#### 指示 1:
長男についての文章のうち、「長男の誕生日が近づく。」を含む語句で始まり「いつ、どんな時の表情だったか、はっきりしない。」で終わる部分を、一字一句違えずに書き写すこと。

#### 読む抜粋:
.....

長男の誕生日が近づく。
2月の初旬、20才を迎える。
いろいろな事がありすぎて一度に話そうとすると、混乱するが
彼のいろんな表情だけは、一瞬に浮かぶ。
困った顔や、理屈を言う前のちょっとしかめた顔、
ニヤニヤした顔、大口を開けて笑う顔、頑張ってる顔
泣いた顔でさえ何種類もある。あげれば、きりがないが
いつ、どんな時の表情だったか、はっきりしない。
きちんとした躾も忘れて
私はあの子の表情ばかりを見て大きくしたのかなあ
彼が幼稚園の年長で、次男がまだ、1歳と6ヶ月のころ、
私と彼、次男の3人で、お風呂にはいっていた。
どんなことだったのかは覚えていないが、彼が弟にちょっと悪さをしたら、
弟は声を上げて笑った。

.....

#### 使用データ:
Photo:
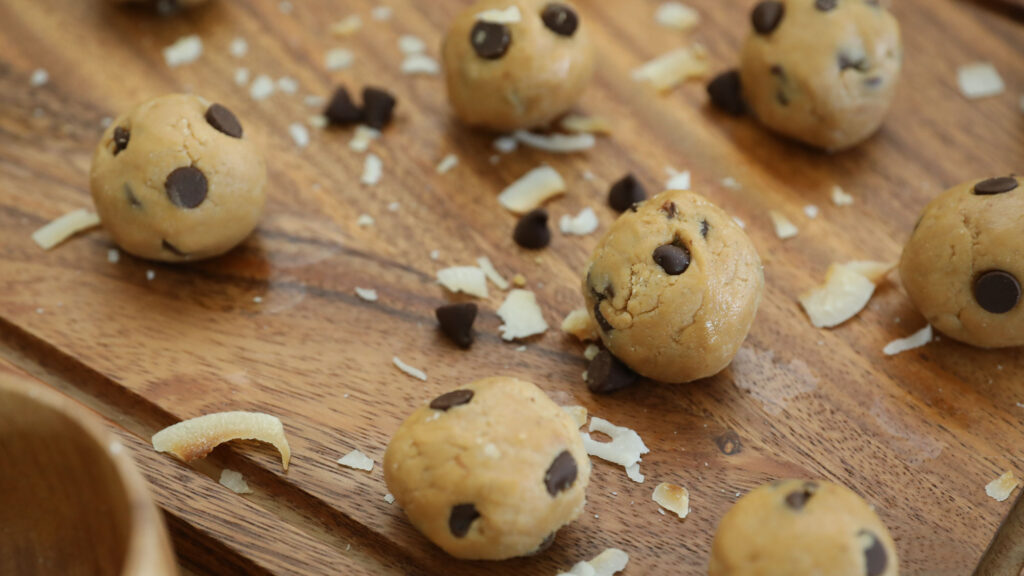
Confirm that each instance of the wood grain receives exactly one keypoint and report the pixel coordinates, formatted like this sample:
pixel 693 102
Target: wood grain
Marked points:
pixel 919 435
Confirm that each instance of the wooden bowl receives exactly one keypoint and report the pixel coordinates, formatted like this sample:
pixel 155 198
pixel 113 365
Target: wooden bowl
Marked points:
pixel 71 499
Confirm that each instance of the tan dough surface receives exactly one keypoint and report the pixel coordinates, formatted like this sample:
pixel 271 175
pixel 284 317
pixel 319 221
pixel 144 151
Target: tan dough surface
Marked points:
pixel 961 236
pixel 674 328
pixel 540 77
pixel 792 79
pixel 166 133
pixel 493 452
pixel 800 528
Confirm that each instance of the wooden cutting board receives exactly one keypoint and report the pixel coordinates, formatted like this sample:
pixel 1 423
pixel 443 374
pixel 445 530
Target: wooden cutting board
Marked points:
pixel 275 325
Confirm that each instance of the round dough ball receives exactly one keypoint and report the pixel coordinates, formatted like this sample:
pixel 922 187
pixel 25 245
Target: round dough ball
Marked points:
pixel 674 287
pixel 516 75
pixel 175 179
pixel 964 264
pixel 800 528
pixel 491 470
pixel 822 72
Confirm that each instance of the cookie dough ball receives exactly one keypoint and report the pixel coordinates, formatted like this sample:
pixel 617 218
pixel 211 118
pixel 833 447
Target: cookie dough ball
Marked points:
pixel 964 265
pixel 674 287
pixel 177 179
pixel 516 64
pixel 822 72
pixel 491 470
pixel 800 528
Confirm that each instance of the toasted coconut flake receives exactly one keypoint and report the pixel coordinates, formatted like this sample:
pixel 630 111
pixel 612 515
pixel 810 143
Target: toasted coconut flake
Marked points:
pixel 521 316
pixel 532 190
pixel 190 440
pixel 673 498
pixel 915 340
pixel 64 228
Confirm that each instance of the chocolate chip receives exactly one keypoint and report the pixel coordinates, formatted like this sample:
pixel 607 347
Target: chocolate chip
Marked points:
pixel 378 106
pixel 561 474
pixel 797 500
pixel 461 519
pixel 876 558
pixel 996 291
pixel 531 230
pixel 674 258
pixel 121 137
pixel 995 186
pixel 491 40
pixel 223 120
pixel 186 187
pixel 456 322
pixel 560 18
pixel 726 93
pixel 341 111
pixel 767 15
pixel 607 374
pixel 450 400
pixel 626 193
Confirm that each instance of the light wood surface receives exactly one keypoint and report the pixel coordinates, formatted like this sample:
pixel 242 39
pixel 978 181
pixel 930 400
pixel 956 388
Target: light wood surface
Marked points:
pixel 919 435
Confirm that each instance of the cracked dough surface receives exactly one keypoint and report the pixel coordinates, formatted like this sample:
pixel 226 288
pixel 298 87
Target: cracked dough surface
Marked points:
pixel 823 77
pixel 539 78
pixel 129 188
pixel 801 528
pixel 674 328
pixel 494 452
pixel 961 236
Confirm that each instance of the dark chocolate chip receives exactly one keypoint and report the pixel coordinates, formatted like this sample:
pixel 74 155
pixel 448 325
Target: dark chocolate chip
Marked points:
pixel 491 40
pixel 997 291
pixel 223 120
pixel 461 519
pixel 341 111
pixel 626 193
pixel 674 258
pixel 876 558
pixel 767 15
pixel 797 500
pixel 186 187
pixel 995 186
pixel 726 93
pixel 560 18
pixel 607 374
pixel 561 474
pixel 121 137
pixel 531 230
pixel 378 107
pixel 456 322
pixel 450 400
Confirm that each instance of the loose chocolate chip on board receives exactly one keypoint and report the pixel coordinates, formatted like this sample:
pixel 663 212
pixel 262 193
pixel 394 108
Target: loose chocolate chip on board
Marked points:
pixel 876 558
pixel 726 93
pixel 561 474
pixel 186 187
pixel 378 107
pixel 341 111
pixel 995 186
pixel 461 519
pixel 674 258
pixel 767 15
pixel 531 231
pixel 607 374
pixel 456 322
pixel 626 193
pixel 560 18
pixel 223 121
pixel 121 137
pixel 450 400
pixel 491 40
pixel 997 291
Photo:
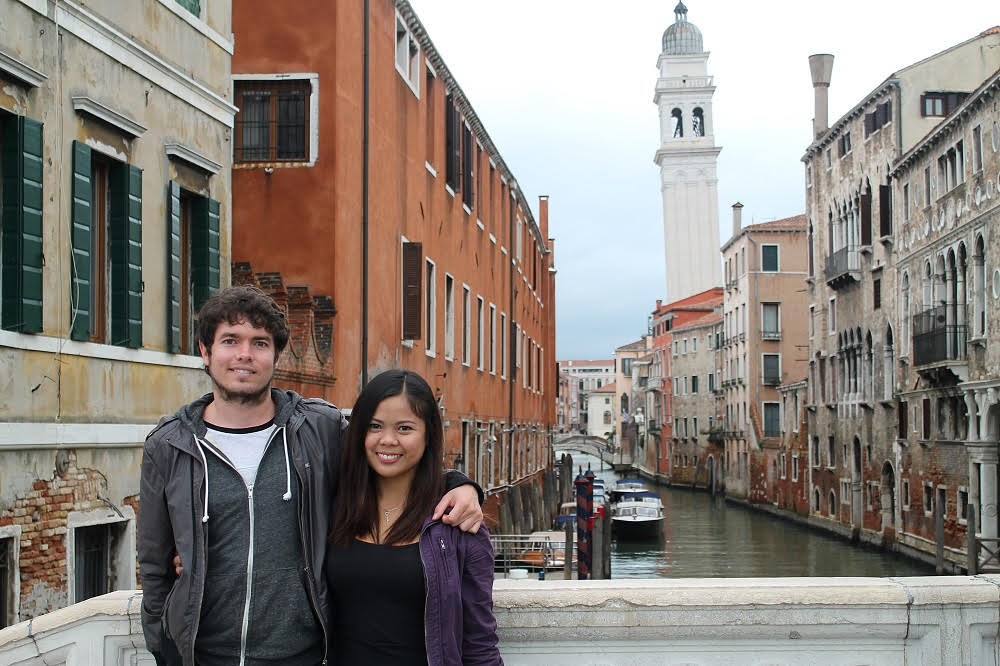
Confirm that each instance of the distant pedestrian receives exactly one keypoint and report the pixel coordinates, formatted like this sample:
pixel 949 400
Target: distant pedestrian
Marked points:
pixel 239 486
pixel 405 588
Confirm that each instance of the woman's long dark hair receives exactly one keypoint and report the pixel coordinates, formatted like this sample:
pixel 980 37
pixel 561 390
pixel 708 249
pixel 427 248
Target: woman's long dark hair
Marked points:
pixel 356 512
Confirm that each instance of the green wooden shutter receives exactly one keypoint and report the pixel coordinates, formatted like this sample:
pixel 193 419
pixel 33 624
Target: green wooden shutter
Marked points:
pixel 21 308
pixel 126 255
pixel 204 249
pixel 81 235
pixel 173 267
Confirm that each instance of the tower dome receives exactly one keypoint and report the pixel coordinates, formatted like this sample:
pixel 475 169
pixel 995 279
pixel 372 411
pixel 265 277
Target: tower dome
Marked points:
pixel 682 37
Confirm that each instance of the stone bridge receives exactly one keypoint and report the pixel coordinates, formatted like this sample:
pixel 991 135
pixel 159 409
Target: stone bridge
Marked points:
pixel 884 621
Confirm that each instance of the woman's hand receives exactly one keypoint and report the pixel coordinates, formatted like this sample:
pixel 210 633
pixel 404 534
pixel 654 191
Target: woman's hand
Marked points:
pixel 465 512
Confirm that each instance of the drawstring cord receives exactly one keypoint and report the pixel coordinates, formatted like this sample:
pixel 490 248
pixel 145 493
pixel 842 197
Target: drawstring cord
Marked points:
pixel 204 462
pixel 288 468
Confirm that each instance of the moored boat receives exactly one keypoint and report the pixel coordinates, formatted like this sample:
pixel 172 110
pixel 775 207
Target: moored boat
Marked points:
pixel 639 515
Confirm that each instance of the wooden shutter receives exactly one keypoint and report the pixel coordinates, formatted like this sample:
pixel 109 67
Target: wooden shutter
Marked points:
pixel 173 267
pixel 22 225
pixel 866 218
pixel 885 210
pixel 126 255
pixel 81 235
pixel 204 250
pixel 413 255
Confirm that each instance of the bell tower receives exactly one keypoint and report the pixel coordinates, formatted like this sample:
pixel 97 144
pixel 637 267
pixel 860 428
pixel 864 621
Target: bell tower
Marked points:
pixel 687 159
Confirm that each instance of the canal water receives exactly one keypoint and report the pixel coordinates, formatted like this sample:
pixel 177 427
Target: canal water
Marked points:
pixel 706 537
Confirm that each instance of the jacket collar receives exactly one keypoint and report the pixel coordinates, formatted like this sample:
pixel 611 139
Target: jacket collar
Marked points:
pixel 287 413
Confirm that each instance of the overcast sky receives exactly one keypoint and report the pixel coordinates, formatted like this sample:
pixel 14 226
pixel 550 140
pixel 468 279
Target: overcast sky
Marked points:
pixel 565 90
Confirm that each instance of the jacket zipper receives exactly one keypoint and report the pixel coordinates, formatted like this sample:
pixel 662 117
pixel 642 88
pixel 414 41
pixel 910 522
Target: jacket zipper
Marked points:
pixel 310 583
pixel 246 603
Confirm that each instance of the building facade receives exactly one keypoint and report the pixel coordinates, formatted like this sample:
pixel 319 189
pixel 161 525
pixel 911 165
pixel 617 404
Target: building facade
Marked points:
pixel 115 140
pixel 417 230
pixel 687 158
pixel 764 265
pixel 695 403
pixel 948 285
pixel 874 294
pixel 585 376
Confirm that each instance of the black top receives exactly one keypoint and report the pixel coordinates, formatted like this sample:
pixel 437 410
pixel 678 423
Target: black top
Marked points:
pixel 377 599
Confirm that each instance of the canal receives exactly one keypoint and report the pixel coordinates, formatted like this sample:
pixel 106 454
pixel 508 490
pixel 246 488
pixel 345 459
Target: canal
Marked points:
pixel 705 537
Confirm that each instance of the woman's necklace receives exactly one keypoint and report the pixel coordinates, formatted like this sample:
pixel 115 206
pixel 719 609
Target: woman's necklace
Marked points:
pixel 387 512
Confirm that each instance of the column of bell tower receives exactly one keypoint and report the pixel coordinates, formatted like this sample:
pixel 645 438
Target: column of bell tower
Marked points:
pixel 687 159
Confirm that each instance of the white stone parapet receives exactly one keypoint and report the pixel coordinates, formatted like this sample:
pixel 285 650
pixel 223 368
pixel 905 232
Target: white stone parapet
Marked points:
pixel 925 620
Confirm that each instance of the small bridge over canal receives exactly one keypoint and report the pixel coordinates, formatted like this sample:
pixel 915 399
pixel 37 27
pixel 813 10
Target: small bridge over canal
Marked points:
pixel 594 446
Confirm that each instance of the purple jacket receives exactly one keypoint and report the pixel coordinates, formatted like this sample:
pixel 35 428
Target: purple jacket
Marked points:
pixel 459 626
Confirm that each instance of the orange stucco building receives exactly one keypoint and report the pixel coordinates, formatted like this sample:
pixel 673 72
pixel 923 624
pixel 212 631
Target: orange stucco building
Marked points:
pixel 362 171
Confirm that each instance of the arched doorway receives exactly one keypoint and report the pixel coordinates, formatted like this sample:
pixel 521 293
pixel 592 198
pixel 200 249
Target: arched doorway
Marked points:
pixel 857 496
pixel 888 498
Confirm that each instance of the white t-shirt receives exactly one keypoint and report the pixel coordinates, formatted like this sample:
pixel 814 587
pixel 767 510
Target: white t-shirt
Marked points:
pixel 244 447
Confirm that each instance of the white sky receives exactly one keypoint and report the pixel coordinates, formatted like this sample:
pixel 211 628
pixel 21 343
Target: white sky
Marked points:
pixel 565 90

.....

#### 指示 2:
上のリストから、「Confirm that each instance of the drawstring」を含む行に始まり「pixel 639 515」を含む行に終わる範囲を、両端の行も含めてそのまま引用すること。それ以外の行は含めない。

#### 解答 1:
長男の誕生日が近づく。
2月の初旬、20才を迎える。
いろいろな事がありすぎて一度に話そうとすると、混乱するが
彼のいろんな表情だけは、一瞬に浮かぶ。
困った顔や、理屈を言う前のちょっとしかめた顔、
ニヤニヤした顔、大口を開けて笑う顔、頑張ってる顔
泣いた顔でさえ何種類もある。あげれば、きりがないが
いつ、どんな時の表情だったか、はっきりしない。

#### 解答 2:
Confirm that each instance of the drawstring cord receives exactly one keypoint and report the pixel coordinates, formatted like this sample:
pixel 490 248
pixel 145 493
pixel 842 197
Target: drawstring cord
Marked points:
pixel 204 462
pixel 288 468
Confirm that each instance of the moored boat receives exactly one keypoint and report the pixel coordinates, formatted like this sample:
pixel 172 110
pixel 775 207
Target: moored boat
Marked points:
pixel 639 515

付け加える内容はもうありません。